== PROMPT ==
Reproduce everything from the start of the records down to the line containing "pixel 106 99", substituting "green leaves" for "green foliage" and leaving all else unchanged.

# start of DATA IN THIS EXERCISE

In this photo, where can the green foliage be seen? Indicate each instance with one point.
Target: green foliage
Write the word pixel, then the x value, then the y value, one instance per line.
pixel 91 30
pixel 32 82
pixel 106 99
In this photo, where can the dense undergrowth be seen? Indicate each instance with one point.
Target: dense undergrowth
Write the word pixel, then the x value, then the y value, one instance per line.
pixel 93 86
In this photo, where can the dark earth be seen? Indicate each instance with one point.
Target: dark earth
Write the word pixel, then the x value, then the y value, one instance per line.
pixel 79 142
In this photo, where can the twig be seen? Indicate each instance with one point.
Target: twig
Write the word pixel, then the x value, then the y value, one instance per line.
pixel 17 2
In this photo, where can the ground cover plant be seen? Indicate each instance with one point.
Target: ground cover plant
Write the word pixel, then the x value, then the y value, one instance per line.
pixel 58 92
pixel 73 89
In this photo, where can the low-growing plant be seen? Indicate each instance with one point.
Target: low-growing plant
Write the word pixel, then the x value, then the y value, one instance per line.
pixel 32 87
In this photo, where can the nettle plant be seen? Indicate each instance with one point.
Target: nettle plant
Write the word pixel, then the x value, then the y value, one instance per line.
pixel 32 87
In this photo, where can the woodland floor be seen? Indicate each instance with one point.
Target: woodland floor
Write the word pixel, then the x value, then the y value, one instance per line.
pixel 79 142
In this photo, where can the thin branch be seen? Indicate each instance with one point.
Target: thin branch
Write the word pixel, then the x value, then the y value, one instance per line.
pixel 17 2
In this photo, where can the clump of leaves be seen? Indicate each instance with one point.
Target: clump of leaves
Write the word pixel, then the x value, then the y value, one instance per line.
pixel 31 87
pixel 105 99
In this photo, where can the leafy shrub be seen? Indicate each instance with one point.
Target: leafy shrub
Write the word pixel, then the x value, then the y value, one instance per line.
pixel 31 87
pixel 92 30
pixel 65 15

# end of DATA IN THIS EXERCISE

== OUTPUT OF THE TASK ==
In this photo, where can the green leaves be seen? Indicate each instance with one point.
Target: green leaves
Write the word pixel, then the x value, then the y value, one instance per line.
pixel 91 30
pixel 32 82
pixel 106 99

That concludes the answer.